GOAL
Copy out all of the material below, line for line, with nothing altered.

RECORDS SUPPLIED
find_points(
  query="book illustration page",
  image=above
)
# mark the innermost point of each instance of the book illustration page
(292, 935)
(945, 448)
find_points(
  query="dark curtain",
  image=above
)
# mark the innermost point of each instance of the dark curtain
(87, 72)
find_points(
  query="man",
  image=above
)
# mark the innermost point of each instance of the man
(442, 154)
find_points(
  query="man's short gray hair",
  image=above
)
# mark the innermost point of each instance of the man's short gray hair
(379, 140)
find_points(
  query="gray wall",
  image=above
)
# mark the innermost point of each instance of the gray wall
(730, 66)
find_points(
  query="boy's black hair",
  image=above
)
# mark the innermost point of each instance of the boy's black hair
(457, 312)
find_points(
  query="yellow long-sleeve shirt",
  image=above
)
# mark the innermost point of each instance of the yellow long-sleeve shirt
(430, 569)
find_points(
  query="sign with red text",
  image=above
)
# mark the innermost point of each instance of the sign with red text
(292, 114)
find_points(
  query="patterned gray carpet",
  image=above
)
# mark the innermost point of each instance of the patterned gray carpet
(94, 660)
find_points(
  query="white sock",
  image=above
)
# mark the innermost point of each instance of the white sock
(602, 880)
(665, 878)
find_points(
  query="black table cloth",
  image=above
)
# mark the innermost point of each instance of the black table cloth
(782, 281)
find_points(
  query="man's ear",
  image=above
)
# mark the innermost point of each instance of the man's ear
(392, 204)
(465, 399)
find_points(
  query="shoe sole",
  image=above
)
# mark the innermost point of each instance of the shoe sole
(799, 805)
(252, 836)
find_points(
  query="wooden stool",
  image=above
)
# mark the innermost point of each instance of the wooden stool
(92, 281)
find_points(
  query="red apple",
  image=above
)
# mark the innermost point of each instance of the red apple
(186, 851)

ANSWER TO THIS TASK
find_points(
  query="book illustration page",
  image=above
)
# mark the innermost point of each instance of the book illustration page
(292, 935)
(945, 448)
find_points(
  query="dark curtain",
  image=above
)
# mark the innermost point of each instance of the dark curtain
(87, 72)
find_points(
  query="man",
  image=above
)
# mark the innermost point of each instance of the man
(442, 154)
find_points(
  query="man's short gray hair",
  image=above
)
# mark the innermost point of each instance of the man's short gray hair
(379, 140)
find_points(
  query="gray wall",
  image=above
)
# mark the innermost point of each instance of the gray wall
(730, 66)
find_points(
  query="boy's black hair",
  image=above
)
# mark the innermost point of each instance of the boy's black hair
(457, 312)
find_points(
  query="yellow long-sleeve shirt",
  image=above
)
# mark the innermost point of each instance of the yellow long-sleeve shirt
(430, 569)
find_points(
  query="sign with red text",
  image=above
)
# mark the innermost point of each instance of the sign with red text
(292, 114)
find_points(
  query="patterned gray carpet",
  image=above
)
# mark the innermost point of each instance of the patterned gray carpet
(94, 660)
find_points(
  query="white sock",
  image=above
)
# mark the innermost point of each instance of the white sock
(602, 880)
(665, 878)
find_points(
  query="black table cloth",
  image=above
)
# mark the innermost point of each instance of the black table cloth
(782, 281)
find_points(
  query="man's ear",
  image=above
)
# mark the innermost point of each instance of the man's ear
(392, 204)
(465, 399)
find_points(
  query="shoe sole",
  image=above
)
# mark the innermost point of each instance of the shoe sole
(799, 805)
(252, 836)
find_points(
  query="wooden stool",
  image=above
)
# mark the innermost point of each instance of the wooden stool
(92, 281)
find_points(
  query="red apple",
  image=above
)
# mark the innermost point of each instance of the red apple
(186, 851)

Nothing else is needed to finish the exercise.